=== DESCRIPTION OF THE TASK ===
Output every line of the material exactly, omitting images.

=== ENTRIES PROVIDED ===

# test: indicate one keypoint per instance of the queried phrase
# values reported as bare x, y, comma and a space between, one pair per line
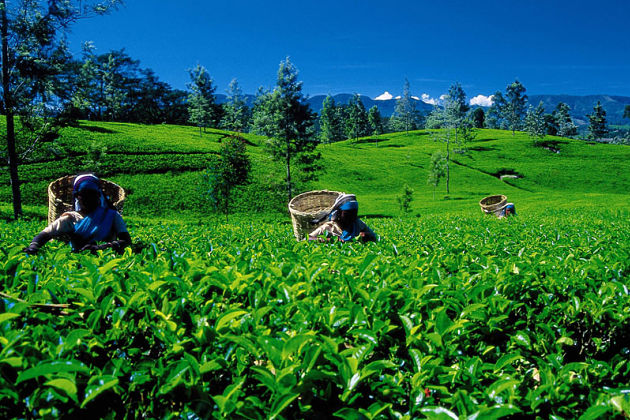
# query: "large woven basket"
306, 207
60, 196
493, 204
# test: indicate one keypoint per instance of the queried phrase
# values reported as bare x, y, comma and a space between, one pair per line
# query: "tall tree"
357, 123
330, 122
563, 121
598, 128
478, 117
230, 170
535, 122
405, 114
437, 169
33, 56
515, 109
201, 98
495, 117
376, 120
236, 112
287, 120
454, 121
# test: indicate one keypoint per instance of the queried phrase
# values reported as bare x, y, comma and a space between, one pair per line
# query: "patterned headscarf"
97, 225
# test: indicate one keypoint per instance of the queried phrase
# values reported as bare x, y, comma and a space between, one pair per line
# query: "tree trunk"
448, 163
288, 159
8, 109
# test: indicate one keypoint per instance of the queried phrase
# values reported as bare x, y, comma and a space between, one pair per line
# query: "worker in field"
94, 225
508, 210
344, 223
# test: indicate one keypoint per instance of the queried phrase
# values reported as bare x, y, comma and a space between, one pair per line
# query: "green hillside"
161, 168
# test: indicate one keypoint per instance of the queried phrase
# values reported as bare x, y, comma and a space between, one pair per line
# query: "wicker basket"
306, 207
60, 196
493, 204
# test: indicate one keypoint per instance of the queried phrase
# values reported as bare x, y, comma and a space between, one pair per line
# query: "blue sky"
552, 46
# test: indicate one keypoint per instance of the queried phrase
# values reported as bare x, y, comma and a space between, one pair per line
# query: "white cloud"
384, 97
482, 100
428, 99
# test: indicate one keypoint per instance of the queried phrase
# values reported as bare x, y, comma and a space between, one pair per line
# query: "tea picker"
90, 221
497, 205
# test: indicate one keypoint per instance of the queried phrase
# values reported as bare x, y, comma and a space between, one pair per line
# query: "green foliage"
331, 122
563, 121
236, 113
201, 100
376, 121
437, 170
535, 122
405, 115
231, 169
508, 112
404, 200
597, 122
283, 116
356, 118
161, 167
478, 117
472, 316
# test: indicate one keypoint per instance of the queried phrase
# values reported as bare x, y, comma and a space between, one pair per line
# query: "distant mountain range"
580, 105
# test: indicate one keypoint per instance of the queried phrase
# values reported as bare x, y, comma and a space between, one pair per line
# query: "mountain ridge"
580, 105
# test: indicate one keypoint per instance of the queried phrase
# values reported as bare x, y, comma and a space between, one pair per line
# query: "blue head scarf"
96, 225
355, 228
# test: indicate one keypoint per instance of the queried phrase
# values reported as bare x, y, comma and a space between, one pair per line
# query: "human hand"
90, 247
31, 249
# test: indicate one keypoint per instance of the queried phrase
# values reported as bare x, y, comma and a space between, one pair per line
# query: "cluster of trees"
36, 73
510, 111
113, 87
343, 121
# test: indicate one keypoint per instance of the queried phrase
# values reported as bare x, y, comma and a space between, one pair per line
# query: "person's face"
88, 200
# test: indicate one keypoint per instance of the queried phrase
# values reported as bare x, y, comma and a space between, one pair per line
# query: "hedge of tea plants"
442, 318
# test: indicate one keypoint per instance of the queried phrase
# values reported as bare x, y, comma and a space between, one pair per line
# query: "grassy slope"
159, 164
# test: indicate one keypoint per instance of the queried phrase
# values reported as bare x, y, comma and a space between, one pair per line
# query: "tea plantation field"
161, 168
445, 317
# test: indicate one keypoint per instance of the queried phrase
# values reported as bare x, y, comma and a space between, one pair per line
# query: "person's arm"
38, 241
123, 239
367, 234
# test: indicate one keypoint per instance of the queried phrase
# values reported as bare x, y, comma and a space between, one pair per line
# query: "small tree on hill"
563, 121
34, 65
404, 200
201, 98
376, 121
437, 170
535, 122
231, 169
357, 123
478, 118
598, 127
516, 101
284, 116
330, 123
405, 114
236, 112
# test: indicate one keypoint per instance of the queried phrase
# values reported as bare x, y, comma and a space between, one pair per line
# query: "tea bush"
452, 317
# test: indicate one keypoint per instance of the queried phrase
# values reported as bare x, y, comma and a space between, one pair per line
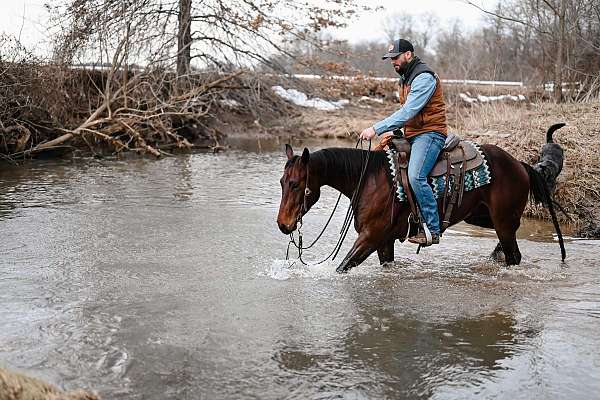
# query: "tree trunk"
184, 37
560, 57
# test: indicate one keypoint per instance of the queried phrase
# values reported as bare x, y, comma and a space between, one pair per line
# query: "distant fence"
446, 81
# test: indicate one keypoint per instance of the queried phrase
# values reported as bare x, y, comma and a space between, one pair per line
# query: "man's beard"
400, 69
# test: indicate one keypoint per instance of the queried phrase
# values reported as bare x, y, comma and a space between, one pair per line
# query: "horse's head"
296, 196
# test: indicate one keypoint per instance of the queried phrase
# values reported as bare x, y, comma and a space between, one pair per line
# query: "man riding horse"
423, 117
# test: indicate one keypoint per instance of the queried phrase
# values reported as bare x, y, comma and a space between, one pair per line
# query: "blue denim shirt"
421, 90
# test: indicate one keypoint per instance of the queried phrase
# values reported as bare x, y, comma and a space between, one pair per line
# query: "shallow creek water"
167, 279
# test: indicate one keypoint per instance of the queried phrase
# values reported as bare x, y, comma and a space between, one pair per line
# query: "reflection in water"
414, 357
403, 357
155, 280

=== EXERCISE ANSWER ===
# test: indicate one keypoint per instance of the queried phrase
# values reported as bare x, y, comma and a space between, one pair per line
# query: "large woven basket"
306, 207
60, 196
493, 204
# test: indicate one keypoint per instance of the queried phrase
# values reported as bare x, y, comma and a space between, one pair per line
# query: "tall tree"
357, 123
330, 122
563, 121
598, 128
478, 117
230, 170
535, 122
405, 114
437, 169
33, 56
515, 109
201, 98
495, 117
376, 120
236, 112
287, 120
454, 121
# test: indicate one keypoint per instance of the queried phrase
# values reported as bare x, y, comma and a space between, one pair per line
# query: "patterned headscarf"
97, 225
# test: indicate one keypoint per instance of the queried phrase
# values reported as bare x, y, comma and a space between, one pair per line
# query: "tree trunk"
448, 163
288, 159
8, 109
# test: indicate one keypoint per instance of the queried phrase
# values reported as bare x, y, comma and a space between, one pair per line
# query: "worker in field"
94, 225
508, 210
344, 223
# test: indicate one keypoint per instance of the queried phrase
# values reported as bare x, y, comma and a space between, one pair per line
# query: "green hillside"
161, 168
# test: indicate one keypoint per instance of the queried phrase
# values reported as bare x, y, comma and a space between, one pair per line
# query: "wicker basket"
306, 207
60, 196
493, 204
# test: indicate one keypoint per instance of the queried phrase
# values reported as bare x, y, comma and a space between, one pair per line
# query: "blue sky"
552, 46
# test: indicate one keypoint per instance of the queried phrase
# values reported as bare x, y, comma and a space between, one pair per line
# query: "white cloud"
384, 97
482, 100
428, 99
# test: indicate one keypoint per instance of the queried phrase
# values reported as bare x, y, comma and a space between, one pair per line
# query: "tea picker"
90, 221
497, 205
# test: indicate one keypoint per instance of the queried phrase
# values reported as bare x, y, comma and a space between, one pair per line
# query: "green foliage"
331, 122
563, 121
236, 113
201, 100
376, 121
437, 170
535, 122
405, 115
231, 169
508, 112
404, 200
597, 122
283, 116
356, 118
161, 167
478, 117
472, 316
# test: indicate one keypoint per instance of the queried phrase
# values reported as bare x, y, comma and a space between, one pair per line
# query: "distant mountain range"
580, 105
# test: indicate one keypoint per instance of the queried phrase
# values reported as bare x, y, comma and a space between, one pair per line
# query: "mountain ridge"
580, 105
# test: indicate one keypoint per instance of the queried phrase
# values reported as bare x, y, comma and a space between, one pair per line
# query: "blue head scarf"
96, 225
355, 228
# test: indicate one keypoint per instance of the queried phrase
# values reported as bare x, y, comma and a space between, one pair per line
# query: "human hand"
90, 247
31, 249
# test: indicate one keypoint per instance of the queried phrase
# values reported as bare x, y, comma and a space between, one pair per line
# query: "cluster of trees"
36, 73
510, 111
113, 87
343, 121
# test: indicate one keypoint per instance of the queried phrase
# values reported as bare x, y, comma and a space between, one pair per line
# query: "person's face"
88, 200
# test: indicate one keypoint per instance of the queried phrase
# values reported as bare x, y, comma and a space between, one pair per line
# query: "hedge of tea plants"
442, 318
# test: indicate one keypoint per instance of the queried phrase
# values reported as bare x, y, comma and a space between, one pair per line
# query: "grassy slope"
159, 164
# test: indicate one keypoint per instance of the queried phrase
# values reported as bare x, y, comma and a space between, one pair per line
# query: "tea plantation field"
161, 168
445, 317
# test: indicate one keypoint per instance of the queried phrase
# values reported as bare x, y, comma and a space between, one pair per line
# query: "person's arm"
38, 241
123, 239
367, 234
# test: indicate one keypoint per instance of the queried phrase
# values reported as bare x, y, comma and a space between, one pair per line
# query: "small tree on hill"
563, 121
34, 65
404, 200
201, 98
376, 121
437, 170
535, 122
231, 169
357, 123
478, 118
598, 127
516, 101
284, 116
330, 123
405, 114
236, 112
# test: indicate one keypoint per instance of the queried phrase
# values reported as bare x, y, comma and a space between, one pair per line
# query: "tea bush"
452, 317
# test: indicate one keypoint per instance of the queried phrase
# values reported as bare x, y, comma and a space between, one pair per line
# query: "tree trunk"
184, 37
560, 57
# test: indicate one keypoint per instance of the queried phrase
# values reported as bare x, y, comma and a space between, one pair per line
# query: "distant fence"
446, 81
# test: indicate one keypoint per instance of the queried phrase
# values reported as bare x, y, comma and a space between, one pair per line
# query: "man's beard"
400, 69
# test: indicate one keypoint per instance of the queried phrase
# values reported as bare x, y, comma and a space between, one pair per line
# query: "horse's head"
296, 196
# test: indicate one keypoint per instance of the queried phrase
# values reported as bare x, y, comma and a space between, one pair per line
# query: "man riding horse"
423, 117
# test: indicate one keypoint per instance of the queried phrase
# values reported as bare x, y, comma and a space between, one pair per line
# query: "blue denim shirt"
421, 90
# test: indicate one keypoint per instance of the queried phrase
# values reported as bare x, y, comma and a space between, one pair per line
# query: "shallow creek water"
167, 279
# test: indicate one keypoint per instance of the queried phrase
# values reported as bare x, y, comma and a space between, one pair per line
# query: "reflection in water"
414, 357
403, 357
155, 280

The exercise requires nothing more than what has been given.